**Job**
Pick out every line below that contains the word "cherry" and copy each of those lines.

(Object detection data)
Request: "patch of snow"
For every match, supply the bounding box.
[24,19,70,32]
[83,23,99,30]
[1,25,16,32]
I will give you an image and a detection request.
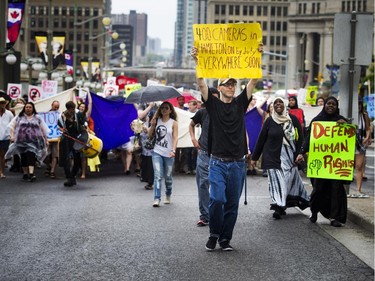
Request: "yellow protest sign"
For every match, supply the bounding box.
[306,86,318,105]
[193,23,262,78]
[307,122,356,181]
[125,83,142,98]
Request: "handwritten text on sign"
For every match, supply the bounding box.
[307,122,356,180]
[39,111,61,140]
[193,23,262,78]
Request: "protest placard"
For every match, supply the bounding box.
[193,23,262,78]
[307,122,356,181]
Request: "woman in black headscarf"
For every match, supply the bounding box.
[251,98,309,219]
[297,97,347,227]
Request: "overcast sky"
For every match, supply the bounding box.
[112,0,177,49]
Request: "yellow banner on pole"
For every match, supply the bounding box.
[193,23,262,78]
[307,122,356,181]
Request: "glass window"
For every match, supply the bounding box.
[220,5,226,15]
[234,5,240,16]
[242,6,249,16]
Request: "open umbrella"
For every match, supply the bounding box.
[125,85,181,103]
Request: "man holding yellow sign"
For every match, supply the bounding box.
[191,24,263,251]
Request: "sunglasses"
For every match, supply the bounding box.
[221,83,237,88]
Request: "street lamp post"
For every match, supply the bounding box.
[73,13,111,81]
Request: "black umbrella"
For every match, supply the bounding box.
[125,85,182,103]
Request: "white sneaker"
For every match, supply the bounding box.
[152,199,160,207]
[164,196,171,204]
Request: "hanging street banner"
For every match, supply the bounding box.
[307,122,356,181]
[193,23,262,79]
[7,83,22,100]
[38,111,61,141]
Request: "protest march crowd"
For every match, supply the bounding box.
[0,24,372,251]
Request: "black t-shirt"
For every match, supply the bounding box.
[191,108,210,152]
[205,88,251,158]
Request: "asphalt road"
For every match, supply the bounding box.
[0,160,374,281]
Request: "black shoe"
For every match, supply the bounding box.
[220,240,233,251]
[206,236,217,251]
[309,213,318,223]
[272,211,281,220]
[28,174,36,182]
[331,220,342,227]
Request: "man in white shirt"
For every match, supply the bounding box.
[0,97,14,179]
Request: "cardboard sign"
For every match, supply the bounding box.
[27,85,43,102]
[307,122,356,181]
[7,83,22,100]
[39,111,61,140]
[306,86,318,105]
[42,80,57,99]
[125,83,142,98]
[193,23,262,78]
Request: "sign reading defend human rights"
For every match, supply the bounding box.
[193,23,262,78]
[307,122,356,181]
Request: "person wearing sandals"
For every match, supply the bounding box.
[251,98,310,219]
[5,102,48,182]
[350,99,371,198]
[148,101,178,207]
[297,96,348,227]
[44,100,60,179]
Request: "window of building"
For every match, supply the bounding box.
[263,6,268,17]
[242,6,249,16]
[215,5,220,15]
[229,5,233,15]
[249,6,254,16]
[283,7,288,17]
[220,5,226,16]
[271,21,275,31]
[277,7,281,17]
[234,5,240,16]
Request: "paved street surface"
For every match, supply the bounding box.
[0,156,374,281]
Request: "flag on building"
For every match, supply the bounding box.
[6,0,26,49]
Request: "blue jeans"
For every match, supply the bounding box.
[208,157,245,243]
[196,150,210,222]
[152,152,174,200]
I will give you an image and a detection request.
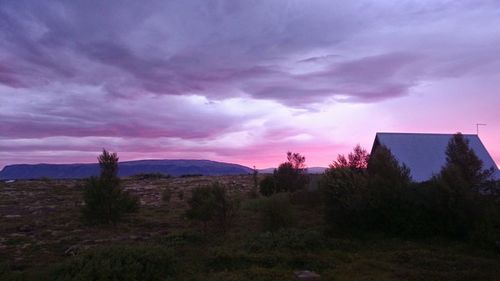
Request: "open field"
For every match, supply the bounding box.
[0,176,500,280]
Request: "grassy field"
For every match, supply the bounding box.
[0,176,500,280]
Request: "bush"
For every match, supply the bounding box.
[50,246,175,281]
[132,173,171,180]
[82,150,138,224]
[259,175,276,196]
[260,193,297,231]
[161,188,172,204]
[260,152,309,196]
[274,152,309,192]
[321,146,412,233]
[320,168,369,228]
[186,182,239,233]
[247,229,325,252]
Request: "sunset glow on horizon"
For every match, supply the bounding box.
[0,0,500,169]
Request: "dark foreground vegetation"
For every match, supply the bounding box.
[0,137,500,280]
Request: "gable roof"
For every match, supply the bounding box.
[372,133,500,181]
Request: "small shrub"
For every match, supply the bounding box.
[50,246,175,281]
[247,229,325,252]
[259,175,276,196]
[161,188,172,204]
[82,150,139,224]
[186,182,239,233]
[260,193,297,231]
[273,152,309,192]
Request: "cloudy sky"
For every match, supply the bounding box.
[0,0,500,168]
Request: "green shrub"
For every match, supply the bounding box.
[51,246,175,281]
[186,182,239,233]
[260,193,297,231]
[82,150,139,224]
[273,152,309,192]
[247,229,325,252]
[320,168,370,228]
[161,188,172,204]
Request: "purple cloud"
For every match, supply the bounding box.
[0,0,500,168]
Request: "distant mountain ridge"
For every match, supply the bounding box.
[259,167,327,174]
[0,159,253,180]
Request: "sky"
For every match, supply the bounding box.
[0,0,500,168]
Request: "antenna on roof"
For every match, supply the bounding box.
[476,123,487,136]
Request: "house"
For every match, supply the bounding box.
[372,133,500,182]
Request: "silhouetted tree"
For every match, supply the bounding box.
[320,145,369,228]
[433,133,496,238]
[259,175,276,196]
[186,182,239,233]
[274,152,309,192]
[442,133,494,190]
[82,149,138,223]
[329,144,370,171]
* * *
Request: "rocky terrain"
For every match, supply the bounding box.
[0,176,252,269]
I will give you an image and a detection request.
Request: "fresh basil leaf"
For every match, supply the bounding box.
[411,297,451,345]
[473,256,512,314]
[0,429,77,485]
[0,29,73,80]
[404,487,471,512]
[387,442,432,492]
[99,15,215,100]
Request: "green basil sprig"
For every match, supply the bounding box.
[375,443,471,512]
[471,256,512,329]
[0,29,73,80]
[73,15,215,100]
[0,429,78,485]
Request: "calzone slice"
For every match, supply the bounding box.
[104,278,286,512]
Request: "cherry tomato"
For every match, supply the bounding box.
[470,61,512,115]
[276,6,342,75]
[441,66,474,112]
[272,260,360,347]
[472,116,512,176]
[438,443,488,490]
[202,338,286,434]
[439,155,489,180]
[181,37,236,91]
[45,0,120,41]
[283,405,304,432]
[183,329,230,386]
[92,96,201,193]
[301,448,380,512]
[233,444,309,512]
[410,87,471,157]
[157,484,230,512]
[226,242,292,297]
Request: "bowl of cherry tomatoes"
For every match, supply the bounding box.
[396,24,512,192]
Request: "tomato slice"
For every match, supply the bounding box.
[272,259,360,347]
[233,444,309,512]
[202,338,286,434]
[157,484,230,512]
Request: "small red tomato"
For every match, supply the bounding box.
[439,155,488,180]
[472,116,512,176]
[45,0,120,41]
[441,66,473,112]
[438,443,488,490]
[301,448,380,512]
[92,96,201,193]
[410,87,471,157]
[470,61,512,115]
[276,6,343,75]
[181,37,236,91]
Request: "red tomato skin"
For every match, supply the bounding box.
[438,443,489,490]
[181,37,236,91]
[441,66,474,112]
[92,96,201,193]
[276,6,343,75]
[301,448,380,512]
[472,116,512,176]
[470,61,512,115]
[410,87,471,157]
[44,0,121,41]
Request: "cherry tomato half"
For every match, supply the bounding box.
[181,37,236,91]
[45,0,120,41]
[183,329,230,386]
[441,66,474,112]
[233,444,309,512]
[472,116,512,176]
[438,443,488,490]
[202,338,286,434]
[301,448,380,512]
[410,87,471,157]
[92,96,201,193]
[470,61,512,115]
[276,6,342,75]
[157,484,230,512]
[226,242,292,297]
...
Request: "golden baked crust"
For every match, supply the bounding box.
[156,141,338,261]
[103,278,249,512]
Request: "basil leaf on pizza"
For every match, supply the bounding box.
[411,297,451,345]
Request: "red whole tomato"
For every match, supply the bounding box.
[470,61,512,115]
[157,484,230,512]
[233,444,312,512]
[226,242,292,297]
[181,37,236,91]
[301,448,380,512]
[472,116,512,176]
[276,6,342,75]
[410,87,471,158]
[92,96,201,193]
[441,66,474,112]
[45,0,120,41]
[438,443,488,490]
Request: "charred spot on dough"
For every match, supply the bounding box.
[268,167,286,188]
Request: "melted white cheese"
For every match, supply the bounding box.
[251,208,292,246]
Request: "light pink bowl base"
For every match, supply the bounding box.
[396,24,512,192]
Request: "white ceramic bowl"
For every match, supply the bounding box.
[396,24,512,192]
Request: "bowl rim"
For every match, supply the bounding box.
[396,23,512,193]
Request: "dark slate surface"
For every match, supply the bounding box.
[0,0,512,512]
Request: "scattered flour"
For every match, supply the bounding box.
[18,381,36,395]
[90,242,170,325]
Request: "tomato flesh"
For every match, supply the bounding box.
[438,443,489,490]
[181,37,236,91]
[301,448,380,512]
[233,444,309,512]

**Task result**
Request: "cherry tomato"
Request: "bowl of cherry tomatoes"
Request: "cherry tomato half"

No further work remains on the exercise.